**WORK INSTRUCTION:** Repeat all entries exactly.

----

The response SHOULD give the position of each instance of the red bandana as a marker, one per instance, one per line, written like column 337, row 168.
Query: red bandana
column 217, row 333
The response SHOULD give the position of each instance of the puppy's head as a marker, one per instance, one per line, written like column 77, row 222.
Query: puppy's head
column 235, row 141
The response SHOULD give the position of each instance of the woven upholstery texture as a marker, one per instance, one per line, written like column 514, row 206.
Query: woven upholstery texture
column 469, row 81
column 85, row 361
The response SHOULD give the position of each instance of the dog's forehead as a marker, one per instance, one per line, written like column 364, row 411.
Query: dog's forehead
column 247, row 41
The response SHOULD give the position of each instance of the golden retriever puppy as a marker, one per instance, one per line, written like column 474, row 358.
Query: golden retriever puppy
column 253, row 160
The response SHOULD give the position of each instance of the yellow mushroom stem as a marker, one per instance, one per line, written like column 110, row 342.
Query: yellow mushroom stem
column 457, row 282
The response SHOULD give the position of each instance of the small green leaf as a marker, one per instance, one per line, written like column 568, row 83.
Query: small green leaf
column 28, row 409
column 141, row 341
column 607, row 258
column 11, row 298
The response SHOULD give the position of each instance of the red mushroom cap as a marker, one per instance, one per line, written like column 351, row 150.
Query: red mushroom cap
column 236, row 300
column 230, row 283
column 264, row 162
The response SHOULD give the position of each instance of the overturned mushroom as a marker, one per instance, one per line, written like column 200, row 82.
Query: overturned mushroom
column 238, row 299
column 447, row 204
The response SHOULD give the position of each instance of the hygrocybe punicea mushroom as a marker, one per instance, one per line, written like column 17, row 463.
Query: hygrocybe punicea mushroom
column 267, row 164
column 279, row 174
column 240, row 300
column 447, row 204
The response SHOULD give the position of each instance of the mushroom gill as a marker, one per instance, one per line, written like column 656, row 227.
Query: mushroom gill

----

**REPLY:**
The response SHOULD give the position of each instance of the red bandana as a marker, one per instance, one per line, written like column 337, row 168.
Query: red bandana
column 217, row 333
The response SHOULD give the position of each instance of the puppy's head as a marker, one per instance, one per line, written like column 77, row 222.
Query: puppy's head
column 235, row 141
The response SHOULD give the position of each instance of the woven upholstery texture as a marker, one per instance, one per line, written like column 514, row 206.
Query: woven upholstery texture
column 469, row 81
column 85, row 361
The response SHOULD give the position of each instance of the dog's forehead as a marker, one per instance, one per line, written like column 364, row 411.
Query: dog's forehead
column 247, row 41
The response SHOULD give the position of each instance of the golden retriever puppy as a marker, one per instance, one per line, written like column 474, row 358.
Query: golden retriever puppy
column 253, row 160
The response SHOULD give the position of each instance of the yellow mushroom stem as a marker, one per instance, one per line, written like column 110, row 342.
Query: yellow mushroom stem
column 457, row 282
The response SHOULD give the position of each instance of the small green leaf as a marker, one per instance, one per line, written like column 568, row 83.
Query: small green leaf
column 28, row 409
column 141, row 341
column 607, row 258
column 11, row 298
The response SHOULD give the position of each instance of the red mushroom cap as a marker, one per instance, one per line, written like column 351, row 150.
Query: red mushroom cap
column 236, row 300
column 230, row 283
column 264, row 162
The response SHOULD give the position of each instance of the overturned mushroom as a marker, one per instance, one per line, written like column 200, row 82.
Query: overturned mushroom
column 238, row 299
column 447, row 204
The response SHOULD give the position of each instance of the hygrocybe punicea mushroom as a marker, one per instance, one per line, written like column 17, row 463.
Query: hygrocybe punicea mushroom
column 267, row 164
column 279, row 174
column 240, row 300
column 447, row 204
The response SHOULD give the position of each instance of the mushroom gill as a marker, one per instance, one per line, written like column 656, row 227.
Query: mushroom gill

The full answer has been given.